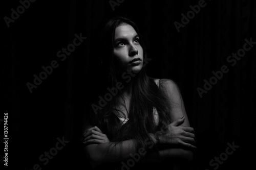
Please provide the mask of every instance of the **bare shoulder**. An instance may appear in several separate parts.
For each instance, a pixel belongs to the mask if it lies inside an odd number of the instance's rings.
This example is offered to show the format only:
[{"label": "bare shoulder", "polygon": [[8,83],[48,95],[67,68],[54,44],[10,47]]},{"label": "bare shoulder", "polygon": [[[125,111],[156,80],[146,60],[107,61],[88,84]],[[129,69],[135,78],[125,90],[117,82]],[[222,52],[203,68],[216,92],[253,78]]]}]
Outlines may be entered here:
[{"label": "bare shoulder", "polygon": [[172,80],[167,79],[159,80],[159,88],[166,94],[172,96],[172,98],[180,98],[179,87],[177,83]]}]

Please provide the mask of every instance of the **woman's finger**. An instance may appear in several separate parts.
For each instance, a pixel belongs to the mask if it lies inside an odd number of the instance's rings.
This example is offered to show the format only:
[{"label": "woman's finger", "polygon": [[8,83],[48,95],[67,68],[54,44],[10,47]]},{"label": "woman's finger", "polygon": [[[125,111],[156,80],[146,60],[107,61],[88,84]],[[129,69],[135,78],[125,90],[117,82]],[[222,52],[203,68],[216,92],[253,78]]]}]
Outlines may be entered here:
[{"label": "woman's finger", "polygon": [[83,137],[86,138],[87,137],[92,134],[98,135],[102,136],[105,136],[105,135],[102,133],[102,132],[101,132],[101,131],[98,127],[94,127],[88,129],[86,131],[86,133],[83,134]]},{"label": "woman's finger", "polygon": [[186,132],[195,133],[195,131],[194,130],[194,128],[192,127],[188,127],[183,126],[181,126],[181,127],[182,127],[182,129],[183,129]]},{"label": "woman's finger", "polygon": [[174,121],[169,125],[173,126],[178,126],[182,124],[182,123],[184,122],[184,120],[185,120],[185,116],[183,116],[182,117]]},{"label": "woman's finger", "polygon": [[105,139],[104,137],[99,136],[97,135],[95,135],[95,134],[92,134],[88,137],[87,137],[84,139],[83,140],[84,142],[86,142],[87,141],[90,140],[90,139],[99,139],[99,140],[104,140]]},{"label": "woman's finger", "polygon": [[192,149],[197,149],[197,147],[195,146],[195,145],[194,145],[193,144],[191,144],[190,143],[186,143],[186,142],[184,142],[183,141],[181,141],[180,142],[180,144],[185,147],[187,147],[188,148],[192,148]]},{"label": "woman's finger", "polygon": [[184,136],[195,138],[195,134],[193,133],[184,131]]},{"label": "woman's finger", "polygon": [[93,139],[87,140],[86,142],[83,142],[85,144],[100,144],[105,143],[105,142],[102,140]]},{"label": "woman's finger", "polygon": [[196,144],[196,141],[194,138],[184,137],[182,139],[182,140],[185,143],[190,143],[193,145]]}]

------------

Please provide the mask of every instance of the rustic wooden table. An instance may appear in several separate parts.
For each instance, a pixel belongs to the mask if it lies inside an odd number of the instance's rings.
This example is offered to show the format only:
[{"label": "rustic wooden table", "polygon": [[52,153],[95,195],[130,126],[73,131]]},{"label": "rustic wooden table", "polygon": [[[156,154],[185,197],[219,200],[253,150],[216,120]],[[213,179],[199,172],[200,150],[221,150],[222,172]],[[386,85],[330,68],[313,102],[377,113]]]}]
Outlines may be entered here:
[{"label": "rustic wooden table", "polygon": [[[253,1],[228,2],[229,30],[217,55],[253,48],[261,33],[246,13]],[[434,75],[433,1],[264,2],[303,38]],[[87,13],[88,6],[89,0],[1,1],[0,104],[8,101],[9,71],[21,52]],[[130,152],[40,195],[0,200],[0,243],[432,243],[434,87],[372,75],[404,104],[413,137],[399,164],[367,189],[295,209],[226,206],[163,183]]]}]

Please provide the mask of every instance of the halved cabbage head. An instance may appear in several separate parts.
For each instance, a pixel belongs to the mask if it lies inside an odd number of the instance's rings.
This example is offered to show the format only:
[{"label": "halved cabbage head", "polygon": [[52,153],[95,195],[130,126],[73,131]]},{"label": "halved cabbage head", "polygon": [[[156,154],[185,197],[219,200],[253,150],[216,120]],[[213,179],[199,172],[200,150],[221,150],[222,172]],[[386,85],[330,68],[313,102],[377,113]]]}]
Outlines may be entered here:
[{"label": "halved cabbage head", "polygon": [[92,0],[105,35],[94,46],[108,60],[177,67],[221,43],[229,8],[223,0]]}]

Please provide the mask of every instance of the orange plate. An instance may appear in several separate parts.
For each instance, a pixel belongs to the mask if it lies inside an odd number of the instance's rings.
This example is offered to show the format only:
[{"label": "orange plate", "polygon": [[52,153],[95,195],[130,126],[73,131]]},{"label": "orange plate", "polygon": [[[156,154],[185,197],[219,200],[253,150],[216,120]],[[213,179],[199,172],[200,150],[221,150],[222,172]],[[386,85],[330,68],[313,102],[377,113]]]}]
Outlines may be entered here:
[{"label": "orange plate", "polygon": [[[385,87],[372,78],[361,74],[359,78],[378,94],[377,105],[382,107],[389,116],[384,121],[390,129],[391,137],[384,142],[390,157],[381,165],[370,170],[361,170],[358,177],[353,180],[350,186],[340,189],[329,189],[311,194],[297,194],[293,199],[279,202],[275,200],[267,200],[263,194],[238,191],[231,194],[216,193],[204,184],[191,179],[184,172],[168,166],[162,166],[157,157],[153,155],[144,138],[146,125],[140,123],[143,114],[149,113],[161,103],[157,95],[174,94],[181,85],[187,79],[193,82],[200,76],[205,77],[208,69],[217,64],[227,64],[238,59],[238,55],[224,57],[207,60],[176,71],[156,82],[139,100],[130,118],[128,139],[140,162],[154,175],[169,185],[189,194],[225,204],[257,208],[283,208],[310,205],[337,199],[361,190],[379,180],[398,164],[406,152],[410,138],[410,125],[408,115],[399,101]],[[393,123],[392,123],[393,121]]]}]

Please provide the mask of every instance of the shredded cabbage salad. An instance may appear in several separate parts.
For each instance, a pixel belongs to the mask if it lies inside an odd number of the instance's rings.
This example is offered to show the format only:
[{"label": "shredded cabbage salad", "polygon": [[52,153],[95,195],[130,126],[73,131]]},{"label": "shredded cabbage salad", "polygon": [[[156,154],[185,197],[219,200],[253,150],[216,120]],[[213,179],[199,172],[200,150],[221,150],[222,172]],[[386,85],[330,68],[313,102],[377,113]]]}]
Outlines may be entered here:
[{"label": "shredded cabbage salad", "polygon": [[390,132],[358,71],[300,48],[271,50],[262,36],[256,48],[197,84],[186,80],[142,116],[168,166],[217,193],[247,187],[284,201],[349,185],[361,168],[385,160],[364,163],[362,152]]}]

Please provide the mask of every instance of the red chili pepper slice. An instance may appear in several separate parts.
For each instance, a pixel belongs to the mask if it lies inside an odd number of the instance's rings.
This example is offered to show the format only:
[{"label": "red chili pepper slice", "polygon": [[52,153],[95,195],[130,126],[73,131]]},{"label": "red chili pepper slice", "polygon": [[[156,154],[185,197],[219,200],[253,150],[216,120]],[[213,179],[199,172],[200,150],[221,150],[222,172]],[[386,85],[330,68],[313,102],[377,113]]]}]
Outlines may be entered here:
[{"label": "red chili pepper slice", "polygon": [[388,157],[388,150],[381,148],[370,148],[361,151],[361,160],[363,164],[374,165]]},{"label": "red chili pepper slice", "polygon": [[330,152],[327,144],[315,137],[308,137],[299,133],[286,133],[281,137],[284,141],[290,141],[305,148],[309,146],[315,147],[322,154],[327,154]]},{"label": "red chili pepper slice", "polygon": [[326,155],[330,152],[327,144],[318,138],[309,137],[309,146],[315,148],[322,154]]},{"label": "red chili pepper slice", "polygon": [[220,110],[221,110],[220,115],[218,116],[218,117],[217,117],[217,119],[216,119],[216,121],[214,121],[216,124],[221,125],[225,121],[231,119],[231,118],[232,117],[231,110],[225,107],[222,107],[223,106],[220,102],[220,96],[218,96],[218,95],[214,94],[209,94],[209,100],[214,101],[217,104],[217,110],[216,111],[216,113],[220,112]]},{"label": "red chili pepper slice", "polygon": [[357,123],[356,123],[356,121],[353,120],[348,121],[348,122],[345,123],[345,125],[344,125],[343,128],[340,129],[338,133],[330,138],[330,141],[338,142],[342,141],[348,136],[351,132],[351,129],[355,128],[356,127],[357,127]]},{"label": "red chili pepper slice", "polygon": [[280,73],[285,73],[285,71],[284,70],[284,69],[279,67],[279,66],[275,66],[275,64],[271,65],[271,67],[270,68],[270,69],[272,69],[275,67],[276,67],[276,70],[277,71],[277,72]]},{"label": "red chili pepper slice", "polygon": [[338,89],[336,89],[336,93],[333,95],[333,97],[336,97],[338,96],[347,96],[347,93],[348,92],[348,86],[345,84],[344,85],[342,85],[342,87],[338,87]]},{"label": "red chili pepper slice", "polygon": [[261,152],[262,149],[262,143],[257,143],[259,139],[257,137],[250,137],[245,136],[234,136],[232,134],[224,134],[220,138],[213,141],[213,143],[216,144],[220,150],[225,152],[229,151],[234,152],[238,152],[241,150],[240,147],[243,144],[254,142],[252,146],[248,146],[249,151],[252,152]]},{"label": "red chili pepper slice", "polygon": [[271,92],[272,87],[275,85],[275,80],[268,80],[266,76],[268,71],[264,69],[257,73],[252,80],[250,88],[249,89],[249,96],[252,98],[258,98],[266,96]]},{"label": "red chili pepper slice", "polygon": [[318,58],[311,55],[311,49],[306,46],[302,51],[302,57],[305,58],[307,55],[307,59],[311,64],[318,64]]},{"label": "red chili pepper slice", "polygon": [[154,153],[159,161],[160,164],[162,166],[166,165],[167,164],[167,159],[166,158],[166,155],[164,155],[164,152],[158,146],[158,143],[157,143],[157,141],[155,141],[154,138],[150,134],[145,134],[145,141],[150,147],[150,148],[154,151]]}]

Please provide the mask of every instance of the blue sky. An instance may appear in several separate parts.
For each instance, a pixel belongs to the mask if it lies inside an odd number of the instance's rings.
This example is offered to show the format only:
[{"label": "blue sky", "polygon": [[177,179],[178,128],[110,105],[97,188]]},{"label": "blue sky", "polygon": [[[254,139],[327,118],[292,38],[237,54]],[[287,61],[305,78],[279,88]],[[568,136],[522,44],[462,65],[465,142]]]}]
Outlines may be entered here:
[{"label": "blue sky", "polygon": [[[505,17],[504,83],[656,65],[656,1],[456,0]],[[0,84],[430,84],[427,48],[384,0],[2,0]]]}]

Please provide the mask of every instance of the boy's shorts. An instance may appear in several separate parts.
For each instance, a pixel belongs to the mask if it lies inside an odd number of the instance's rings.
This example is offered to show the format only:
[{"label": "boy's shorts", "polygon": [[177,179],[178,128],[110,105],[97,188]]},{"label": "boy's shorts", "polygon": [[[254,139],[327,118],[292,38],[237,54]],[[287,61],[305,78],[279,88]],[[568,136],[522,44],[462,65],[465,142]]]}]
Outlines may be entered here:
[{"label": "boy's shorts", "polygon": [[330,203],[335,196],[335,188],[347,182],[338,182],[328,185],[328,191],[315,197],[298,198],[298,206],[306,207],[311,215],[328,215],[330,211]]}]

------------

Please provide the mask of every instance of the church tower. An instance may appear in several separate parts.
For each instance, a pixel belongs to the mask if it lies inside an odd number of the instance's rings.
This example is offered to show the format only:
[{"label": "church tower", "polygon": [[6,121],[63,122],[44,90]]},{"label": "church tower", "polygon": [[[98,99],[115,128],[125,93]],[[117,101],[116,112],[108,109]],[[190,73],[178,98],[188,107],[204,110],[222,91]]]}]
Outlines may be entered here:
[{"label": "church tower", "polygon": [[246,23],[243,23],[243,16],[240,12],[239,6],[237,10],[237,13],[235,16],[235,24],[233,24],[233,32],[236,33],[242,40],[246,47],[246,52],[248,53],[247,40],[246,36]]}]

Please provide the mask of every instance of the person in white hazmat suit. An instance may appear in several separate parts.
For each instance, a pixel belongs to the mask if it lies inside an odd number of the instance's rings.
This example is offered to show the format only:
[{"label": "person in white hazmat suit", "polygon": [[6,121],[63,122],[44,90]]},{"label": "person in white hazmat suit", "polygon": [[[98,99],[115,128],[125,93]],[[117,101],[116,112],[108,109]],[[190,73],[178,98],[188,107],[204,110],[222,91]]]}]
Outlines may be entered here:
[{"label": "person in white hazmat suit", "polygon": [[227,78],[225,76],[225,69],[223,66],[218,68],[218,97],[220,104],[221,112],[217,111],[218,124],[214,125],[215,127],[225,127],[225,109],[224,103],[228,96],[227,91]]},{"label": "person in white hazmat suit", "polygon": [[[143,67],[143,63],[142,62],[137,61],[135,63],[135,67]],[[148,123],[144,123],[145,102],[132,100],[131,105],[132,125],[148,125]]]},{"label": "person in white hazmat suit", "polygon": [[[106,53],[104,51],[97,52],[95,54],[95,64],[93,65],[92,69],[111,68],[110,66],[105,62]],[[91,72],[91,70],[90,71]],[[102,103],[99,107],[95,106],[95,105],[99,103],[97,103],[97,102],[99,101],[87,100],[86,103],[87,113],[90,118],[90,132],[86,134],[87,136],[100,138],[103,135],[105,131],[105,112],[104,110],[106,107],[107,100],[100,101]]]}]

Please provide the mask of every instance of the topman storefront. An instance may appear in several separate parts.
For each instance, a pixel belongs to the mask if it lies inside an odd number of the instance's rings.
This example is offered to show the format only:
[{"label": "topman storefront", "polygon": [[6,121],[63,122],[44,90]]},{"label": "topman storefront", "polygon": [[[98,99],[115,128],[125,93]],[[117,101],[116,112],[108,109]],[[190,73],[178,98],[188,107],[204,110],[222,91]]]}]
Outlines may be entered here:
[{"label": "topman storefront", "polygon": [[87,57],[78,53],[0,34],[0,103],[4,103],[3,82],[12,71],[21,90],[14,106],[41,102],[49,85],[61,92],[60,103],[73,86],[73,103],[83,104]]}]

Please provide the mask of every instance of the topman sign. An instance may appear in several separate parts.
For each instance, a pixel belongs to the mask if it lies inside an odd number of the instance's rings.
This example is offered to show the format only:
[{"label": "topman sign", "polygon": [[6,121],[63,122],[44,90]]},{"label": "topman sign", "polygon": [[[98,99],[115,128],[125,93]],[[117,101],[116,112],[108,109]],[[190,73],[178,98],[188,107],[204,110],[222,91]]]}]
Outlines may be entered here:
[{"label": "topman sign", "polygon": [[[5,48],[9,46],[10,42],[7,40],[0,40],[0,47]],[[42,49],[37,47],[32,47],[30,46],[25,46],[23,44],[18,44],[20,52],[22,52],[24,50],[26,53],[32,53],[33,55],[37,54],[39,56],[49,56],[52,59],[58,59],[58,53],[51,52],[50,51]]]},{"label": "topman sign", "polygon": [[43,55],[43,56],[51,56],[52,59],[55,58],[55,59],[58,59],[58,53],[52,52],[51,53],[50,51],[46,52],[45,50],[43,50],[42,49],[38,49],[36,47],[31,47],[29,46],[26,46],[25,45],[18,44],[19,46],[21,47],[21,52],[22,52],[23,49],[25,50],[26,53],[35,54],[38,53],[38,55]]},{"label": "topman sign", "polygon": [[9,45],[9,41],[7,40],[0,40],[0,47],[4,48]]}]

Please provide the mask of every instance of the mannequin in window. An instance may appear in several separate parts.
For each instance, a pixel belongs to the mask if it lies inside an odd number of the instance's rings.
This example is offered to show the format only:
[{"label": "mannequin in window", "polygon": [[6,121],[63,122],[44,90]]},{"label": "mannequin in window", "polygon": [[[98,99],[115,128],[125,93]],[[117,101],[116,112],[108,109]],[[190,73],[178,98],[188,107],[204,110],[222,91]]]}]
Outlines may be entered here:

------------

Work required >>
Pull out every line of the material above that contains the word "shredded", and copy each one in full.

Task result >>
Please provide the mask of every instance of the shredded cabbage salad. An instance may appear in several separate parts.
[{"label": "shredded cabbage salad", "polygon": [[52,153],[95,195],[130,126],[73,131]]},{"label": "shredded cabbage salad", "polygon": [[[156,154],[185,197],[219,200],[253,150],[216,120]],[[213,179],[199,172],[200,150],[221,150],[222,172]],[[386,85],[330,68],[313,102],[377,113]]]}]
[{"label": "shredded cabbage salad", "polygon": [[390,132],[358,71],[300,48],[271,50],[262,36],[256,48],[197,84],[186,80],[142,116],[168,166],[217,193],[247,187],[284,201],[349,185],[361,168],[385,160],[364,163],[362,152]]}]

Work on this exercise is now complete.